Location annotation dataset excerpts:
* BEGIN *

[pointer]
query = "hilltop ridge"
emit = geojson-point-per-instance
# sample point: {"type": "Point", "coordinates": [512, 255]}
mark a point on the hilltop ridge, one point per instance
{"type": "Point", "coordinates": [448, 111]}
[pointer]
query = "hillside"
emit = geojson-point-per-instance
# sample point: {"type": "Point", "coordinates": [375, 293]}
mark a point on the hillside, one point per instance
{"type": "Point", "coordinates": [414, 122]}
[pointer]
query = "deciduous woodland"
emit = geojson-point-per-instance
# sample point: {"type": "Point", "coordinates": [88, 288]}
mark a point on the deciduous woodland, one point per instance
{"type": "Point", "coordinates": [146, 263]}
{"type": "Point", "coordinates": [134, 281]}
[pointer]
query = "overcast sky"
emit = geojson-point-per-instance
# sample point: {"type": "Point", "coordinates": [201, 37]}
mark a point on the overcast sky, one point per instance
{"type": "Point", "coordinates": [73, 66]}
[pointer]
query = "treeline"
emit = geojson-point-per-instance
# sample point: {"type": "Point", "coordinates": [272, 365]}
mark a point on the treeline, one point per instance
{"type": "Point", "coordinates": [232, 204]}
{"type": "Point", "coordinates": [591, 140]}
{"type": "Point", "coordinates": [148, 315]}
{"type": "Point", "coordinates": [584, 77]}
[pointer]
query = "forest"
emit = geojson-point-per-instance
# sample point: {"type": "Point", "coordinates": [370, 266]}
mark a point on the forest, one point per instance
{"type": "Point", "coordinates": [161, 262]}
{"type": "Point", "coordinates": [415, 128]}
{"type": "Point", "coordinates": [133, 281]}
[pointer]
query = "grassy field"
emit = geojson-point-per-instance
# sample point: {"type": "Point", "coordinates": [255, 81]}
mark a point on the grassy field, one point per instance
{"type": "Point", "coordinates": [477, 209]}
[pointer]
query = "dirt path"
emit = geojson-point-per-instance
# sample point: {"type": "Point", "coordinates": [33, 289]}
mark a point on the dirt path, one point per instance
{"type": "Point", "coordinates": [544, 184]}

* END *

- **EXERCISE**:
Reproduce the full set of records precisely.

- **WRITTEN RESPONSE**:
[pointer]
query = "hilltop ridge"
emit = geojson-point-per-instance
# sample point: {"type": "Point", "coordinates": [512, 255]}
mark a point on the hilltop ridge, one point per instance
{"type": "Point", "coordinates": [448, 111]}
[pointer]
query = "hillside"
emit = geojson-point-per-instance
# sample point: {"type": "Point", "coordinates": [375, 293]}
mark a point on the hillside, one point per instance
{"type": "Point", "coordinates": [414, 122]}
[pointer]
query = "deciduous woodland"
emit = geojson-point-per-instance
# sample point: {"type": "Point", "coordinates": [88, 288]}
mark a point on the deciduous woodland, one point per instance
{"type": "Point", "coordinates": [146, 263]}
{"type": "Point", "coordinates": [134, 281]}
[pointer]
query = "overcast sky"
emit = geojson-point-per-instance
# sample point: {"type": "Point", "coordinates": [201, 37]}
mark a point on the overcast sky, one point per instance
{"type": "Point", "coordinates": [73, 66]}
[pointer]
query = "treeline"
emit = geojson-point-per-instance
# sample point: {"type": "Point", "coordinates": [272, 365]}
mark a point on the treeline, one point per instance
{"type": "Point", "coordinates": [232, 204]}
{"type": "Point", "coordinates": [591, 140]}
{"type": "Point", "coordinates": [148, 315]}
{"type": "Point", "coordinates": [584, 77]}
[pointer]
query = "forest"
emit = geojson-point-per-instance
# sample point: {"type": "Point", "coordinates": [370, 266]}
mark a point on the forest, one point per instance
{"type": "Point", "coordinates": [161, 262]}
{"type": "Point", "coordinates": [415, 128]}
{"type": "Point", "coordinates": [133, 281]}
[pointer]
query = "grassy field"
emit = geojson-point-per-instance
# sample point: {"type": "Point", "coordinates": [255, 81]}
mark a point on the grassy field, one point per instance
{"type": "Point", "coordinates": [477, 209]}
[pointer]
query = "dirt path"
emit = geojson-point-per-instance
# sample point: {"type": "Point", "coordinates": [33, 289]}
mark a point on the dirt path, one point per instance
{"type": "Point", "coordinates": [544, 184]}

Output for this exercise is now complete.